── Listed records

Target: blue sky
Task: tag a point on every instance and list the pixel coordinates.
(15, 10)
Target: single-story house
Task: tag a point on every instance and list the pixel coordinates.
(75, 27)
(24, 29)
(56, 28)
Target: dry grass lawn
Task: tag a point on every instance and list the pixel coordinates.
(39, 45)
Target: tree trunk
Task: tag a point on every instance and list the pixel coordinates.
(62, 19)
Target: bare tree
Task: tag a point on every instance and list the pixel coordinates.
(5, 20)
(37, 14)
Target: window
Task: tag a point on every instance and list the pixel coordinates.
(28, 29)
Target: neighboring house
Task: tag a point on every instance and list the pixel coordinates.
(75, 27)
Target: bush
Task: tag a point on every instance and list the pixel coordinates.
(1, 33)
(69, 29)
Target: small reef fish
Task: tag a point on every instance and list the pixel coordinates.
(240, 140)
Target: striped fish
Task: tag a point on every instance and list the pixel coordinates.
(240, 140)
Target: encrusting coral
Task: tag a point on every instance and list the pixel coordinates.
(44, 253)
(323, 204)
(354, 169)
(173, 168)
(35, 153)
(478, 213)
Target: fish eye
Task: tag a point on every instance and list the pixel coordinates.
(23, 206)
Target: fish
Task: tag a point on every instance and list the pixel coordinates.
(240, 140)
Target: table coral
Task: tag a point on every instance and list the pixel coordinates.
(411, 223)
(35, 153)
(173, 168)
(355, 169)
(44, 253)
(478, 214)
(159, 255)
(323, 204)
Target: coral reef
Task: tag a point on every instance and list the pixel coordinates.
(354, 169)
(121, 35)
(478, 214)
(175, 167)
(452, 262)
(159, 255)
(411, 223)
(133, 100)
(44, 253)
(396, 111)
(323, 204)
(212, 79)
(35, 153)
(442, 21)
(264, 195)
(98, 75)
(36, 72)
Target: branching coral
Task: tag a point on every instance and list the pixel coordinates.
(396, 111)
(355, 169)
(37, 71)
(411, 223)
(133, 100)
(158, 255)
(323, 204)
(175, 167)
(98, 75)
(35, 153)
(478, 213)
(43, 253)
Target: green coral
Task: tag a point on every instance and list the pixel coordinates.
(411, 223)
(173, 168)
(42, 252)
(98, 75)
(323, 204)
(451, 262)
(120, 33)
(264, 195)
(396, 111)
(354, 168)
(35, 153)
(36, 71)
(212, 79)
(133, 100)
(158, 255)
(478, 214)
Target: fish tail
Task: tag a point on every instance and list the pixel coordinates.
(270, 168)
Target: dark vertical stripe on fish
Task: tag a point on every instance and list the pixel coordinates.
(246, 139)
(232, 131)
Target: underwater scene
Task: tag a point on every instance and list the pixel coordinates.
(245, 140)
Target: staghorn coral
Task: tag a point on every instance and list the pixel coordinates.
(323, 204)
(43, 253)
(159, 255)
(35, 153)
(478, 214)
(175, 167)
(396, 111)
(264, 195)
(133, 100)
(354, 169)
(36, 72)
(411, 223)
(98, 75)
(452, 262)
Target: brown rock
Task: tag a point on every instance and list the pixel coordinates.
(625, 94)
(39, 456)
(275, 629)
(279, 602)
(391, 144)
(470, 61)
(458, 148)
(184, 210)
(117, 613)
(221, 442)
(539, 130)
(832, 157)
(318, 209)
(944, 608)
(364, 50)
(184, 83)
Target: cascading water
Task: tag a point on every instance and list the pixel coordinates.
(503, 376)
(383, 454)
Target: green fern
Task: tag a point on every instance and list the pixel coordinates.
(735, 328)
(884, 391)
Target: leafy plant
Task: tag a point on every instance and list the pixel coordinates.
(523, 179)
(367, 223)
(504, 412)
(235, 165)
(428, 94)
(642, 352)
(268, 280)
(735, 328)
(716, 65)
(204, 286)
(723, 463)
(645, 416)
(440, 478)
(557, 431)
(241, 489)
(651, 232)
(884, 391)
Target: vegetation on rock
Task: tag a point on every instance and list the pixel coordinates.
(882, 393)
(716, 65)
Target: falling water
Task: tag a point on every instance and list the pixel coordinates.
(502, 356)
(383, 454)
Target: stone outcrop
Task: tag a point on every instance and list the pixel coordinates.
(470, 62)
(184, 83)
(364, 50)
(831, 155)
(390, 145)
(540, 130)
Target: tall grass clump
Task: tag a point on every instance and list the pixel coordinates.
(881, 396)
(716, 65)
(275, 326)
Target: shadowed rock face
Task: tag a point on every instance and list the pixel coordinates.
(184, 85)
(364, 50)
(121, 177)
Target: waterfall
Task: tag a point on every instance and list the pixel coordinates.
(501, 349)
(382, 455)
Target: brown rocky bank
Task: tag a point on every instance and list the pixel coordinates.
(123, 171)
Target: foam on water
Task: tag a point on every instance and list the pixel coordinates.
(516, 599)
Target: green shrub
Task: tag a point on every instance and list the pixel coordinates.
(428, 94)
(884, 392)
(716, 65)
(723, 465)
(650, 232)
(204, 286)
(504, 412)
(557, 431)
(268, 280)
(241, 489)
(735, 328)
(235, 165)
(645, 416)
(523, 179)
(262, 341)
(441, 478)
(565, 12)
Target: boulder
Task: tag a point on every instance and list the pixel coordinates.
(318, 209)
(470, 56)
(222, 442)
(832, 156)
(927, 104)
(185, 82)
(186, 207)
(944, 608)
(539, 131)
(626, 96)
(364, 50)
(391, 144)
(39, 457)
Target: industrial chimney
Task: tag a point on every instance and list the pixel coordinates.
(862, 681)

────
── Listed records

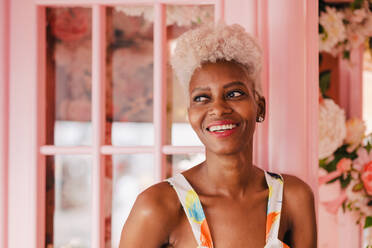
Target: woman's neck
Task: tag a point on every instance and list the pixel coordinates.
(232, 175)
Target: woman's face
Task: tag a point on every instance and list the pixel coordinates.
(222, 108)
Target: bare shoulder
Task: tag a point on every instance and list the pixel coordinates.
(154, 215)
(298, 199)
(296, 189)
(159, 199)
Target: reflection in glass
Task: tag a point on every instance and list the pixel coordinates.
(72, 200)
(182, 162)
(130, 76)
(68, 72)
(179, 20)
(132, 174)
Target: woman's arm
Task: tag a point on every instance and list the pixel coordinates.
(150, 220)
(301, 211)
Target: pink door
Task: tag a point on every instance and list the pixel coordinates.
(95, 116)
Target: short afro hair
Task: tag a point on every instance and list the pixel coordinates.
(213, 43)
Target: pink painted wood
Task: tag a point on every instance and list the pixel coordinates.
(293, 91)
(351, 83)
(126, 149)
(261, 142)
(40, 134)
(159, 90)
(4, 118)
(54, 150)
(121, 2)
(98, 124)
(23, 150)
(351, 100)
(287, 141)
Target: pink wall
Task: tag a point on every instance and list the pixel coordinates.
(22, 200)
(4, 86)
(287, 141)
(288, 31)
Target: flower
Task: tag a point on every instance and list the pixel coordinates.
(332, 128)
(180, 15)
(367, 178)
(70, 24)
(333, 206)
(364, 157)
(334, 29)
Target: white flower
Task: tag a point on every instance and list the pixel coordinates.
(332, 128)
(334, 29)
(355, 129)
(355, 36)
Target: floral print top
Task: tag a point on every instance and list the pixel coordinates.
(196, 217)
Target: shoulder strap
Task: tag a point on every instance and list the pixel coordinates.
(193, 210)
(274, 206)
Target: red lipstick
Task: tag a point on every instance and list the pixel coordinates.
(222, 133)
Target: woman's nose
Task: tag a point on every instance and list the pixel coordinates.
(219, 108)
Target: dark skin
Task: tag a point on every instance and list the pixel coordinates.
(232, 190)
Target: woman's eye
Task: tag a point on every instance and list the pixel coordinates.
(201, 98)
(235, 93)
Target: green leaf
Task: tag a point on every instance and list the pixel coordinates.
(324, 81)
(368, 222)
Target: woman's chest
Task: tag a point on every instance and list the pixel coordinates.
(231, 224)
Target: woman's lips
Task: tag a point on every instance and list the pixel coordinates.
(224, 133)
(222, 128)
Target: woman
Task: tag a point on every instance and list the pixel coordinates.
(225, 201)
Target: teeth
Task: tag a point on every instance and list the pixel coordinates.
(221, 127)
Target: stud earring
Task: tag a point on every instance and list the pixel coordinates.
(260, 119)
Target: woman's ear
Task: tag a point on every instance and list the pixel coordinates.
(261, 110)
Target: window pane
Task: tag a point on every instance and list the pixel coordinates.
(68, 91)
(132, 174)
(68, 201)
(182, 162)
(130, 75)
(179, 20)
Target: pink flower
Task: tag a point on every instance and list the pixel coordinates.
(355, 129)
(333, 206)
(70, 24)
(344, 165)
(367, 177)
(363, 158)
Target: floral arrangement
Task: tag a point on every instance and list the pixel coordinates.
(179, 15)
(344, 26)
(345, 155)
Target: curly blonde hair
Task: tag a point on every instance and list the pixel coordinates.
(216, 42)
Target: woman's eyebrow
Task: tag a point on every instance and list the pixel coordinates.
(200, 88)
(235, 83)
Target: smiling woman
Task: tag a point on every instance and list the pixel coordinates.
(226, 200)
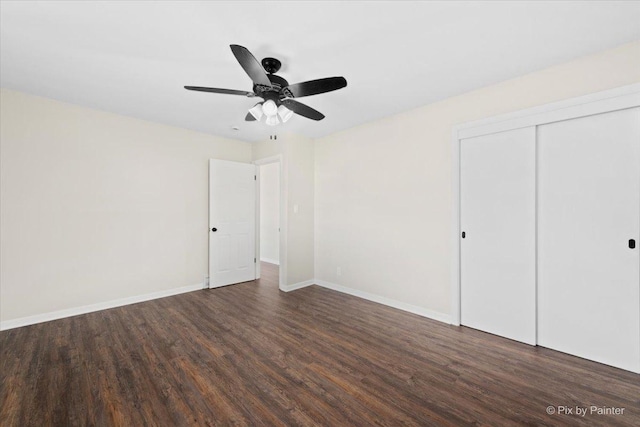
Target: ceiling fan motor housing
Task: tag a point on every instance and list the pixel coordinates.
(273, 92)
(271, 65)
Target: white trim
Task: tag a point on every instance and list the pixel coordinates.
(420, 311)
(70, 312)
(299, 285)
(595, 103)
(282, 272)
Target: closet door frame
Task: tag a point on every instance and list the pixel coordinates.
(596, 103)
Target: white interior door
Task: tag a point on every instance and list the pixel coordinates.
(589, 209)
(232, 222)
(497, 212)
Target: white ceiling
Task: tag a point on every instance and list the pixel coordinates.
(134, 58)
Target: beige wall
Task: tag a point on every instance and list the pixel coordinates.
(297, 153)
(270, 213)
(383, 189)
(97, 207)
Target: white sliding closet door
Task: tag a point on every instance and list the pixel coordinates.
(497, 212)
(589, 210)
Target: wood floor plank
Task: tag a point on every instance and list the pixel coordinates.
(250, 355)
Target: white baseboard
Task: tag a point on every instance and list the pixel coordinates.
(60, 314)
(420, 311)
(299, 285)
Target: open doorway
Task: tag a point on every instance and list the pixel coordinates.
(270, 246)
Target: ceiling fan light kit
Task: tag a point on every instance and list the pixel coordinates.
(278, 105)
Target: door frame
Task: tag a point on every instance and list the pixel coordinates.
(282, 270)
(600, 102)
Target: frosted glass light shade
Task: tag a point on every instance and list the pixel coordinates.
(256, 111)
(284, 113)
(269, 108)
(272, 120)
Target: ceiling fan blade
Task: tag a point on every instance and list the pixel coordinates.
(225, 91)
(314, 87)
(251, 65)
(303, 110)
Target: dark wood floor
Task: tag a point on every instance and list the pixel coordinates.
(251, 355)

────
── Listed records

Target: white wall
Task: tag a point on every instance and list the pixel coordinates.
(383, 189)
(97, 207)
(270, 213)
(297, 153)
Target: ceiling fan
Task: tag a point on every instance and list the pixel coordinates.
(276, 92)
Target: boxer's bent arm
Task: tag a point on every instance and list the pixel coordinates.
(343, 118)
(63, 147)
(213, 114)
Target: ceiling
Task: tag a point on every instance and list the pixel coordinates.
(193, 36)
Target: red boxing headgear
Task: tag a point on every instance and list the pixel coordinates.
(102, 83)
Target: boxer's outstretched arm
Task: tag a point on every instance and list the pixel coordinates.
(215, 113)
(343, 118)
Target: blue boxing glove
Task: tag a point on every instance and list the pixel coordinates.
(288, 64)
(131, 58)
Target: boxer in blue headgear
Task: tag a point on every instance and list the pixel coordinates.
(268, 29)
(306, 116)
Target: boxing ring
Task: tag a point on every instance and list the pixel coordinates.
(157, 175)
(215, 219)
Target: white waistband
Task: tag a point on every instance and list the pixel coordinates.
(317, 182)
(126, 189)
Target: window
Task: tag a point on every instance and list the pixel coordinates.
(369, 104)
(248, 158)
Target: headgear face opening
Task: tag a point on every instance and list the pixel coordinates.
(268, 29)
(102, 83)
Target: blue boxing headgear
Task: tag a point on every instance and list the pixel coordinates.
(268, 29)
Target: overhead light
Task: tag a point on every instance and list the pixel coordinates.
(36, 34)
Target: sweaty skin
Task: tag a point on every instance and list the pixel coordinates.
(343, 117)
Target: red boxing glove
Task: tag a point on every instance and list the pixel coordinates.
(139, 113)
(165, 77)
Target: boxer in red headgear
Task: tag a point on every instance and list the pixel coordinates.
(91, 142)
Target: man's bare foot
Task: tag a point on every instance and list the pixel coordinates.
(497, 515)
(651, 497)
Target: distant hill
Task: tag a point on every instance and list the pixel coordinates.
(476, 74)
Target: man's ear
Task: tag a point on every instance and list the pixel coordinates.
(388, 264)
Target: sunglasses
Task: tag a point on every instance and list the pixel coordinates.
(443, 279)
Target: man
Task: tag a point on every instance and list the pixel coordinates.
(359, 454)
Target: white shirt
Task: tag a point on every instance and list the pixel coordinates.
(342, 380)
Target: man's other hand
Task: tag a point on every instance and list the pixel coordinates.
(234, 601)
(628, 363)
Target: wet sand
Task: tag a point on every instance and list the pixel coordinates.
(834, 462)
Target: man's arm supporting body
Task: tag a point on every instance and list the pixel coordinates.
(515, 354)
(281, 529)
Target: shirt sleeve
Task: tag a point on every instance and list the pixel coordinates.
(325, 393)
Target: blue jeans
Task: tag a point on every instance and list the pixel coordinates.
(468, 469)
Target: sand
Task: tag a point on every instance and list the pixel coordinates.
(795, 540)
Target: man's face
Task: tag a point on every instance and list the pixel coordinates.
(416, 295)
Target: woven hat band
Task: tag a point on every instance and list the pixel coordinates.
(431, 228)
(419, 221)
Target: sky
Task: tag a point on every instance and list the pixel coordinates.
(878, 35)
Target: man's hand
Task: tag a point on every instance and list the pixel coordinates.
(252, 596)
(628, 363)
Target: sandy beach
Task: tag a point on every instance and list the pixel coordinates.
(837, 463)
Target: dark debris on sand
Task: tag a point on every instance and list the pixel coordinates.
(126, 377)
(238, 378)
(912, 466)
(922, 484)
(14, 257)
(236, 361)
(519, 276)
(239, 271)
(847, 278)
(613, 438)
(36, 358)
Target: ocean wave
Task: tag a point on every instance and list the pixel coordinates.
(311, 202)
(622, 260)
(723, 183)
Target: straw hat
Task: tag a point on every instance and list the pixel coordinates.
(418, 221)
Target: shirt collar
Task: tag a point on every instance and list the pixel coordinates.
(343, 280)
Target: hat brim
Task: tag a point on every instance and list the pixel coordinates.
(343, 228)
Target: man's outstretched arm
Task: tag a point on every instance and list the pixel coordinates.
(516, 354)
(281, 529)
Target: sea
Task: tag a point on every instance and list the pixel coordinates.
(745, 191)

────

What to work on –
Only the lines above starting at the one containing "Target: man's other hand" and ending at the one containing "Target: shirt sleeve", both included, are to be returned, exactly as they read.

Solution for this task –
Target: man's other hand
Task: tag a point on every instance and list the pixel coordinates.
(234, 601)
(628, 363)
Target: wet sand
Task: tag a point on every instance and list the pixel coordinates.
(834, 462)
Target: man's arm supporting body
Task: tag a point on every instance and list the pixel coordinates.
(515, 354)
(281, 529)
Target: shirt sleeve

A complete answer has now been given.